• **EXERCISE**: Write out, word for word, the line that contains "Return one point per instance of the orange" and each line after it down to the last line of the data below. Include nothing more.

[Dataset entries]
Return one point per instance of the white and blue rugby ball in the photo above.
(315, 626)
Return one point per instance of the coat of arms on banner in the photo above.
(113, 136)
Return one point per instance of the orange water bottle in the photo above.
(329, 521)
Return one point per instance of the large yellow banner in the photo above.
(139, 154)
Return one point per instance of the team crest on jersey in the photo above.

• **RESULT FOR THIS TASK**:
Return one point per instance of the orange water bottle in the photo above.
(329, 521)
Return one point per instance of the large yellow banner in the photo above.
(139, 154)
Return one point per instance of the team crest on jersey in the photo above.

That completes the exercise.